Aim of the task — Without skipping anything, write out each record below exactly.
--- begin ---
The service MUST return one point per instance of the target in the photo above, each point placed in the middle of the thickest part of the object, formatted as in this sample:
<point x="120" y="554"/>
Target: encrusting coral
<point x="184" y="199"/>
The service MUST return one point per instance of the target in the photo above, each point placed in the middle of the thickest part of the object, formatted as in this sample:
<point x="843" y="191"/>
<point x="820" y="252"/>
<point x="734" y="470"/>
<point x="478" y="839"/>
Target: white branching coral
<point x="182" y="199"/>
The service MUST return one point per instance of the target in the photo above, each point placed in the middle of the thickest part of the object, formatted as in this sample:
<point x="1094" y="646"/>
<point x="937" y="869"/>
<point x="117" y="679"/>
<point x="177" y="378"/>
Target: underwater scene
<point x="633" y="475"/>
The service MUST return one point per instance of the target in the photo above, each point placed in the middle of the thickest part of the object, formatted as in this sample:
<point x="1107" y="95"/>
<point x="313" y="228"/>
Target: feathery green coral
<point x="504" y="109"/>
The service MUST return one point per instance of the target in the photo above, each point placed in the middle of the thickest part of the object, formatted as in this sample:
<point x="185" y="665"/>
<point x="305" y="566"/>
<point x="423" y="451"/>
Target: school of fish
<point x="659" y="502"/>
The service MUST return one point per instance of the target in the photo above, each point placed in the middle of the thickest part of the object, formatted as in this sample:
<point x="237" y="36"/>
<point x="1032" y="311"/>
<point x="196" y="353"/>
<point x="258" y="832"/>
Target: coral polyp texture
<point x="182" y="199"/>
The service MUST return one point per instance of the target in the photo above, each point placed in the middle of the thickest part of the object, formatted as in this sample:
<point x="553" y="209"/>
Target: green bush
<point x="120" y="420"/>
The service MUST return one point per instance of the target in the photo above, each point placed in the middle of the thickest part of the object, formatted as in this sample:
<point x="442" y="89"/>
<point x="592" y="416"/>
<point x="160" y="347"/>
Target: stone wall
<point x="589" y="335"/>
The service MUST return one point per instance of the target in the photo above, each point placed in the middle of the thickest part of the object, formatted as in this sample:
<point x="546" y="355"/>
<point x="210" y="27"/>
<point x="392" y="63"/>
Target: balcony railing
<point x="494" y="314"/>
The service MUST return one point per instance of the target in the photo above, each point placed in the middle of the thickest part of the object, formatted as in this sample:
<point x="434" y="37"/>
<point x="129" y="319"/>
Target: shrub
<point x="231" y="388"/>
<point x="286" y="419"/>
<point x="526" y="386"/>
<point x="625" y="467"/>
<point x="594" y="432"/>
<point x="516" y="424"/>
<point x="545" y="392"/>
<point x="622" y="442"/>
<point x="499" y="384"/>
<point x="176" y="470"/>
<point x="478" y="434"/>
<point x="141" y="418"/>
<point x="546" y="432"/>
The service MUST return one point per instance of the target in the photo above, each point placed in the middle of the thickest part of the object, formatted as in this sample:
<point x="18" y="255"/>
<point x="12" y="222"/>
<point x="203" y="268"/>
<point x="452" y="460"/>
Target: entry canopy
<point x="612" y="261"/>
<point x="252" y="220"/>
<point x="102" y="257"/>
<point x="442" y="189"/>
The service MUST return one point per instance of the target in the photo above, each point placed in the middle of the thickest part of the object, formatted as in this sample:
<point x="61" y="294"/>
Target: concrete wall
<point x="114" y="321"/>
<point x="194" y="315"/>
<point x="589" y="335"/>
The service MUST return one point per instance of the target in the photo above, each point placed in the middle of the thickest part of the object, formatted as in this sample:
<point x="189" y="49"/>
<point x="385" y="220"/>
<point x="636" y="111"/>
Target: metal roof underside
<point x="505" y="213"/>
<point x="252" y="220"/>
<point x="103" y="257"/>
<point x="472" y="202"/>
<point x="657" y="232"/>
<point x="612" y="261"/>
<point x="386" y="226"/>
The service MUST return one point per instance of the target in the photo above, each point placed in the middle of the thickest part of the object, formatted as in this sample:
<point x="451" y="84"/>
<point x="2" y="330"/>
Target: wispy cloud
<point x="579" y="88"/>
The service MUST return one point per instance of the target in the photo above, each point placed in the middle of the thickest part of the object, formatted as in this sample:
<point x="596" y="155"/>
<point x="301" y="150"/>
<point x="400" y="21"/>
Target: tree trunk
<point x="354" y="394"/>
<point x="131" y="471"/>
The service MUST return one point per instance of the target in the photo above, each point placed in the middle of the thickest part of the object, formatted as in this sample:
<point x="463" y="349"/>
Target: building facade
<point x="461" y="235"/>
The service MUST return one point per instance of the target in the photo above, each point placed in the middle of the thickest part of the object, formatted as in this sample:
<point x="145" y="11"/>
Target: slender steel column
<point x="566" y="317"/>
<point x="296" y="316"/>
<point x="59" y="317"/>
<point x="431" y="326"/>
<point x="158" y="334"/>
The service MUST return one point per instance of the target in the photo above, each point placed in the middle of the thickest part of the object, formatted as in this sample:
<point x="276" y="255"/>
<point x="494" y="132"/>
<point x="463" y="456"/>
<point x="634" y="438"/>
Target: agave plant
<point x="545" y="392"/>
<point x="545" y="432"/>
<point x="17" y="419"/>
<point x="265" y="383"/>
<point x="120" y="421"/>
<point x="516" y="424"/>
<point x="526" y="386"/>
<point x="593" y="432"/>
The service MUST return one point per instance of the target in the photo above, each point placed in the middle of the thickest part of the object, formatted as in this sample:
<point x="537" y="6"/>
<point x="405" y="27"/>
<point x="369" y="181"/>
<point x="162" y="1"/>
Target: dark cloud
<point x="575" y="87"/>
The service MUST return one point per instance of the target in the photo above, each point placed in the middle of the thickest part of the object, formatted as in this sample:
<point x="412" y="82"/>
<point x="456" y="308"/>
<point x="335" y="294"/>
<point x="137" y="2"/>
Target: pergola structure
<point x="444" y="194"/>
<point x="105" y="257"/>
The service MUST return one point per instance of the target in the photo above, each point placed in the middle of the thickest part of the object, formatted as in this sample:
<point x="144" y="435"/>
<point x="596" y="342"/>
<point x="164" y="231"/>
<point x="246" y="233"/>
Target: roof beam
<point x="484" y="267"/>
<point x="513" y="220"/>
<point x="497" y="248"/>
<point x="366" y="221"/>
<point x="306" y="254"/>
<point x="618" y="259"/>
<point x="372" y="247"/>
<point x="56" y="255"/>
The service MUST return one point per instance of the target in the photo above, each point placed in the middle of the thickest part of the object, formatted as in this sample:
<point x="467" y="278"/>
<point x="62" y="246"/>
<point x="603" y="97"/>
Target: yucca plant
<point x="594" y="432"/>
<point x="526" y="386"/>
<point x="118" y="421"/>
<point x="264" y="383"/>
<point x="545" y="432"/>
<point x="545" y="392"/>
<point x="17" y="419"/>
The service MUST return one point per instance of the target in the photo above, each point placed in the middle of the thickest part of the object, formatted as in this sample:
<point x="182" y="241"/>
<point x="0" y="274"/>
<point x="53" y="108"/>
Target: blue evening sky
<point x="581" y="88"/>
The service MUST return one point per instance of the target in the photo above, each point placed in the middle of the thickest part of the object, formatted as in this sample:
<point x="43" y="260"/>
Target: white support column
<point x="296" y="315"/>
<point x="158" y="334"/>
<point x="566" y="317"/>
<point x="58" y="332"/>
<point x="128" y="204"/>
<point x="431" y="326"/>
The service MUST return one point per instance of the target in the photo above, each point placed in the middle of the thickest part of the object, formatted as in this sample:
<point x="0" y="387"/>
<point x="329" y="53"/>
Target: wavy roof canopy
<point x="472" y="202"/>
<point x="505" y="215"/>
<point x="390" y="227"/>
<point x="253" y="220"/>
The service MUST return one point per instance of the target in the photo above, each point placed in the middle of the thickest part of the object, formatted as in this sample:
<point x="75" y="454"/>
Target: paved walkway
--- end ---
Complete response —
The service MUST return one point per instance of the target in the photo above, each point placed in the middle of the thickest part of the object, formatted as in this sample:
<point x="120" y="554"/>
Target: encrusting coral
<point x="184" y="199"/>
The service MUST return one point per instance of the target in the photo above, each point placed in the middle of the thickest part of the object, formatted as in this sample:
<point x="843" y="191"/>
<point x="820" y="252"/>
<point x="734" y="470"/>
<point x="478" y="839"/>
Target: white branching coral
<point x="182" y="199"/>
The service MUST return one point per instance of the target in the photo above, each point placed in the middle of the thickest part of the object, formatted as in this sample:
<point x="1094" y="646"/>
<point x="937" y="869"/>
<point x="117" y="679"/>
<point x="177" y="378"/>
Target: underwater scene
<point x="633" y="475"/>
The service MUST return one point per instance of the target in the photo above, each point placed in the middle of the thickest part of the object, formatted as in this sample:
<point x="1107" y="95"/>
<point x="313" y="228"/>
Target: feathery green coral
<point x="504" y="109"/>
The service MUST return one point per instance of the target in the photo above, each point placed in the middle of the thickest part of the object, formatted as in this sample:
<point x="185" y="665"/>
<point x="305" y="566"/>
<point x="423" y="451"/>
Target: school of fish
<point x="659" y="502"/>
The service MUST return one point per instance of the target in the photo above, each point placed in the middle of the thickest part of the object, formatted as in this sample:
<point x="237" y="36"/>
<point x="1032" y="311"/>
<point x="196" y="353"/>
<point x="258" y="832"/>
Target: coral polyp texture
<point x="182" y="199"/>
The service MUST return one point per instance of the target in the photo above, each point placed in the middle of the thickest part of the object, formatted as in this sample:
<point x="553" y="209"/>
Target: green bush
<point x="120" y="420"/>
The service MUST return one point per instance of the target in the photo above, each point placed in the middle of the thickest part of the object, formatted as in this sample:
<point x="442" y="89"/>
<point x="592" y="416"/>
<point x="160" y="347"/>
Target: stone wall
<point x="589" y="335"/>
The service MUST return one point per instance of the target in the photo above, each point placed in the middle of the thickest part of the object, formatted as in this sample:
<point x="546" y="355"/>
<point x="210" y="27"/>
<point x="392" y="63"/>
Target: balcony railing
<point x="494" y="314"/>
The service MUST return one point per instance of the target in the photo above, each point placed in the middle of the thickest part of the object, formatted as in this sample:
<point x="434" y="37"/>
<point x="129" y="319"/>
Target: shrub
<point x="231" y="388"/>
<point x="286" y="419"/>
<point x="526" y="386"/>
<point x="625" y="467"/>
<point x="594" y="432"/>
<point x="516" y="424"/>
<point x="545" y="392"/>
<point x="622" y="442"/>
<point x="499" y="384"/>
<point x="176" y="470"/>
<point x="478" y="434"/>
<point x="141" y="418"/>
<point x="546" y="432"/>
The service MUST return one point per instance of the target in the photo above, each point placed in the middle of the thickest part of the object, formatted as in this sample:
<point x="18" y="255"/>
<point x="12" y="222"/>
<point x="203" y="268"/>
<point x="452" y="460"/>
Target: entry canopy
<point x="612" y="261"/>
<point x="252" y="220"/>
<point x="102" y="257"/>
<point x="442" y="189"/>
The service MUST return one point per instance of the target in the photo above, each point placed in the middle of the thickest part of the object, formatted as in this sample:
<point x="61" y="294"/>
Target: concrete wall
<point x="114" y="321"/>
<point x="194" y="315"/>
<point x="589" y="335"/>
The service MUST return one point per instance of the target in the photo above, each point placed in the middle of the thickest part of the object, formatted as in this sample:
<point x="189" y="49"/>
<point x="385" y="220"/>
<point x="636" y="111"/>
Target: metal roof underside
<point x="505" y="213"/>
<point x="252" y="220"/>
<point x="103" y="257"/>
<point x="472" y="202"/>
<point x="657" y="232"/>
<point x="612" y="261"/>
<point x="386" y="226"/>
The service MUST return one point per instance of the target in the photo above, each point placed in the middle of the thickest part of the object, formatted as in this sample:
<point x="451" y="84"/>
<point x="2" y="330"/>
Target: wispy cloud
<point x="579" y="88"/>
The service MUST return one point per instance of the target in the photo above, each point placed in the middle of the thickest part of the object, formatted as in this sample:
<point x="596" y="155"/>
<point x="301" y="150"/>
<point x="400" y="21"/>
Target: tree trunk
<point x="354" y="394"/>
<point x="131" y="471"/>
The service MUST return one point per instance of the target in the photo above, each point placed in the middle of the thickest part of the object, formatted as in this sample:
<point x="463" y="349"/>
Target: building facade
<point x="461" y="235"/>
The service MUST return one point per instance of the target in the photo above, each point placed in the middle of the thickest part of the object, formatted as in this sample:
<point x="145" y="11"/>
Target: slender steel column
<point x="566" y="317"/>
<point x="296" y="316"/>
<point x="59" y="317"/>
<point x="431" y="326"/>
<point x="158" y="334"/>
The service MUST return one point per instance of the target in the photo above, each point placed in the middle of the thickest part of the object, formatted as in this sample:
<point x="276" y="255"/>
<point x="494" y="132"/>
<point x="463" y="456"/>
<point x="634" y="438"/>
Target: agave plant
<point x="545" y="392"/>
<point x="545" y="432"/>
<point x="17" y="419"/>
<point x="265" y="383"/>
<point x="120" y="421"/>
<point x="516" y="424"/>
<point x="526" y="386"/>
<point x="593" y="432"/>
The service MUST return one point per instance of the target in the photo above, each point placed in the middle of the thickest part of the object, formatted as in this sample:
<point x="537" y="6"/>
<point x="405" y="27"/>
<point x="369" y="181"/>
<point x="162" y="1"/>
Target: dark cloud
<point x="575" y="87"/>
The service MUST return one point per instance of the target in the photo above, each point placed in the middle of the thickest part of the object, formatted as in this sample:
<point x="412" y="82"/>
<point x="456" y="308"/>
<point x="335" y="294"/>
<point x="137" y="2"/>
Target: pergola structure
<point x="444" y="194"/>
<point x="105" y="257"/>
The service MUST return one point per instance of the target in the photo above, each point placed in the middle of the thickest part of the object, formatted as in this sample:
<point x="144" y="435"/>
<point x="596" y="342"/>
<point x="164" y="231"/>
<point x="246" y="233"/>
Target: roof beam
<point x="484" y="267"/>
<point x="513" y="220"/>
<point x="497" y="248"/>
<point x="366" y="221"/>
<point x="306" y="254"/>
<point x="618" y="259"/>
<point x="372" y="247"/>
<point x="56" y="255"/>
The service MUST return one point per instance of the target in the photo above, each point placed in the middle of the thickest part of the object, formatted as in this sample:
<point x="467" y="278"/>
<point x="62" y="246"/>
<point x="603" y="97"/>
Target: yucca plant
<point x="594" y="432"/>
<point x="526" y="386"/>
<point x="118" y="421"/>
<point x="264" y="383"/>
<point x="545" y="432"/>
<point x="545" y="392"/>
<point x="17" y="419"/>
The service MUST return one point per instance of the target in the photo above, each point placed in the middle of the thickest part of the object, formatted as in this sample:
<point x="182" y="241"/>
<point x="0" y="274"/>
<point x="53" y="108"/>
Target: blue evening sky
<point x="581" y="88"/>
The service MUST return one point per instance of the target in the photo above, each point placed in the middle of the thickest part of the object, formatted as in this sample:
<point x="43" y="260"/>
Target: white support column
<point x="296" y="315"/>
<point x="158" y="334"/>
<point x="566" y="317"/>
<point x="58" y="332"/>
<point x="128" y="204"/>
<point x="431" y="326"/>
The service MUST return one point per instance of the target in the photo above, each point placed in the middle of the thickest part of the object, formatted as in this sample:
<point x="0" y="387"/>
<point x="329" y="53"/>
Target: wavy roof canopy
<point x="472" y="202"/>
<point x="505" y="215"/>
<point x="390" y="227"/>
<point x="253" y="220"/>
The service MUST return one point per instance of the target in the photo above, each point placed in the middle of the thickest part of the object, formatted as in this sample:
<point x="75" y="454"/>
Target: paved walkway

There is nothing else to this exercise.